_Text excerpt_.
# Universal relaxation in a holographic metallic density wave phase

**Authors:** Andrea Amoretti, Daniel Are\'an, Blaise Gout\'eraux, Daniele Musso

arXiv: 1812.08118 · 2019-11-27

## TL;DR

This paper reveals a universal relaxation mechanism for pinned density waves in holographic models, linking collective mode damping to material properties and explaining transport phenomena in high-temperature superconductors.

## Contribution

It introduces a universal formula for the damping rate of collective modes in density wave phases using gauge/gravity duality and effective field theory.

## Key findings

- The damping rate is proportional to the shear modulus and the square of the pinning mass.
- Resistivity becomes linear in temperature at low temperatures.
- Spectral weight shifts from a pinning peak to a Drude-like peak in conductivity.

_Task prompt_.
Write out the part of the summary on holographic density waves between "arXiv: 1812.08118 ·" and "in high-temperature superconductors.", inclusive.

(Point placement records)

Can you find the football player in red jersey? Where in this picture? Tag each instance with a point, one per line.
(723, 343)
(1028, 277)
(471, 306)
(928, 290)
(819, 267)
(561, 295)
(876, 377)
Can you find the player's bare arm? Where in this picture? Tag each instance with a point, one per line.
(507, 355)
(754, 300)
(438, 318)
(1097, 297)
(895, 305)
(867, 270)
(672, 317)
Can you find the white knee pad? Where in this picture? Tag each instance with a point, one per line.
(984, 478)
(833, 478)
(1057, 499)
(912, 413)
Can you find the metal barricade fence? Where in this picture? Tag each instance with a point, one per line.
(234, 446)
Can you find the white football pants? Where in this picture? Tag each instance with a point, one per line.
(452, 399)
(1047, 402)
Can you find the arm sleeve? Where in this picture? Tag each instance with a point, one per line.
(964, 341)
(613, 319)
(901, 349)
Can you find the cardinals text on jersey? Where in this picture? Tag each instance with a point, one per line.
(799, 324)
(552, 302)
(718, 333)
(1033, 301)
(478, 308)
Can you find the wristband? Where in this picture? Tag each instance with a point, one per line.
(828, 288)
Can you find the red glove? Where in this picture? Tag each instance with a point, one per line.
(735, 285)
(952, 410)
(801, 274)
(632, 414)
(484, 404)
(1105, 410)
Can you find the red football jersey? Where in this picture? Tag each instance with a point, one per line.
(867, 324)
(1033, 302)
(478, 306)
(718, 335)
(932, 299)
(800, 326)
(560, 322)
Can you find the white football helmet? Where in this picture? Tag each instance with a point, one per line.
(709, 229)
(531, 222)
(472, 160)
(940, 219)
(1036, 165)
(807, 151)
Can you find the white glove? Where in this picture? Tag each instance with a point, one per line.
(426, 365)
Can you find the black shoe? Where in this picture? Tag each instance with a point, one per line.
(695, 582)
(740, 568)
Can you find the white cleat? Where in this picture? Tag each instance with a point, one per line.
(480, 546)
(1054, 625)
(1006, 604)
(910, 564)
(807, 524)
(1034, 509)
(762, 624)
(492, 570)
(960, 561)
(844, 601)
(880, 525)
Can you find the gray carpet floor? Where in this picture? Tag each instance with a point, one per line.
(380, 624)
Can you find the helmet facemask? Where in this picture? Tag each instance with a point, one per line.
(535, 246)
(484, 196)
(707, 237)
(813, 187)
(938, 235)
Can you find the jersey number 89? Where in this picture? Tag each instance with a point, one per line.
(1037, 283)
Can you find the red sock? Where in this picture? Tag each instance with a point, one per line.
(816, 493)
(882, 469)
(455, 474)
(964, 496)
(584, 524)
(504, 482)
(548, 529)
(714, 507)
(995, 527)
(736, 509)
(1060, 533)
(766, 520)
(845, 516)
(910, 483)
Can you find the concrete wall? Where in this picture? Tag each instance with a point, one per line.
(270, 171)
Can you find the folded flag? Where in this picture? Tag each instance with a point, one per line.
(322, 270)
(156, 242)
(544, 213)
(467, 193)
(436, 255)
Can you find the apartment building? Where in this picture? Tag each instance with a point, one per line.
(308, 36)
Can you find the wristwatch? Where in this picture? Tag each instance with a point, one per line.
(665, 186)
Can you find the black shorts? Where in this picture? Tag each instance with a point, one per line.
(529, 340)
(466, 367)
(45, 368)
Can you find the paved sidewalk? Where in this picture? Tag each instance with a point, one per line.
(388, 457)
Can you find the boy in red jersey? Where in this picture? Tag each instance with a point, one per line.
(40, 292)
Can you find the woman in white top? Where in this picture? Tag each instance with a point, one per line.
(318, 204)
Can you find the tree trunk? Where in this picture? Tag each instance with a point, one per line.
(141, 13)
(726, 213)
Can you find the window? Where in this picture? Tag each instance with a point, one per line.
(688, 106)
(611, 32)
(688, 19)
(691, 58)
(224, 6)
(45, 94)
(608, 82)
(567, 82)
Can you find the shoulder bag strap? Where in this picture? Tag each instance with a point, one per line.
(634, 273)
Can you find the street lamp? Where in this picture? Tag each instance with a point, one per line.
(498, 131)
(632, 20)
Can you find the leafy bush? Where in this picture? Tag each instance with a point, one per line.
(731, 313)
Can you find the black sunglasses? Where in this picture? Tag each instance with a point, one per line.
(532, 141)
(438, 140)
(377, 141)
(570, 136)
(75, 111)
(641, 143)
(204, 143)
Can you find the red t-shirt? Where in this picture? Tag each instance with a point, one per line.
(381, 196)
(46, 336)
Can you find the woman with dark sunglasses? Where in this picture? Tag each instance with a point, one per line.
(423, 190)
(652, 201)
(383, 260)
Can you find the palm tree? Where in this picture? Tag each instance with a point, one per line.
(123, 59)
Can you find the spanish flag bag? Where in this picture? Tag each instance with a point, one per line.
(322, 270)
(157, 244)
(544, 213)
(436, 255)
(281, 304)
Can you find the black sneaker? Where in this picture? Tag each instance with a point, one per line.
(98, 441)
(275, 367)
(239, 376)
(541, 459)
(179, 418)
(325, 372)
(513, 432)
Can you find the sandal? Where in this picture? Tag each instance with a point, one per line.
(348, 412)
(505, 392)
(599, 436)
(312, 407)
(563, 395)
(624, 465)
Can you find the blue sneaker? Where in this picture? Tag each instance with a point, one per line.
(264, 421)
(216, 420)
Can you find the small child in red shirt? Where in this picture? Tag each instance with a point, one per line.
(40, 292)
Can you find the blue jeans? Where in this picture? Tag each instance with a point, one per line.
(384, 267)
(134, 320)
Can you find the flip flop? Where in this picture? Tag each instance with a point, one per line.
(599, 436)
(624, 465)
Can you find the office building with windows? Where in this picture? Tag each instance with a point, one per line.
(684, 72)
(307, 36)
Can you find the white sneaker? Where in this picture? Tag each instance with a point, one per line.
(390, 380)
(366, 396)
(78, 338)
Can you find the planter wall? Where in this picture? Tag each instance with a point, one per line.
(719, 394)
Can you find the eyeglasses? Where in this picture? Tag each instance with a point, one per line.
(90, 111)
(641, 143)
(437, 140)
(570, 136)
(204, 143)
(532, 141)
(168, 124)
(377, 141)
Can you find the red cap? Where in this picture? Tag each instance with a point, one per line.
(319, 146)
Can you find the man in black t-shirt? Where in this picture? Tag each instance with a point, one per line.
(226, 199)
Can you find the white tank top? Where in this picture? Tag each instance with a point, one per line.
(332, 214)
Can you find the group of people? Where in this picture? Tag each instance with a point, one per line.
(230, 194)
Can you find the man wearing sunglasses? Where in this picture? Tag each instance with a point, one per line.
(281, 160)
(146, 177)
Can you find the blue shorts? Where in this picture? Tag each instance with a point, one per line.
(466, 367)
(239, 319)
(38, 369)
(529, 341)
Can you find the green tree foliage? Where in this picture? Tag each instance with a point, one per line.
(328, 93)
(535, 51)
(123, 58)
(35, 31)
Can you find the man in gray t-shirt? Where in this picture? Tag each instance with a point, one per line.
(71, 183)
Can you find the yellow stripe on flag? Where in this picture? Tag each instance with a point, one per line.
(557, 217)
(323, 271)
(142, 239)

_Response for this exercise_.
arXiv: 1812.08118 · 2019-11-27

## TL;DR

This paper reveals a universal relaxation mechanism for pinned density waves in holographic models, linking collective mode damping to material properties and explaining transport phenomena in high-temperature superconductors.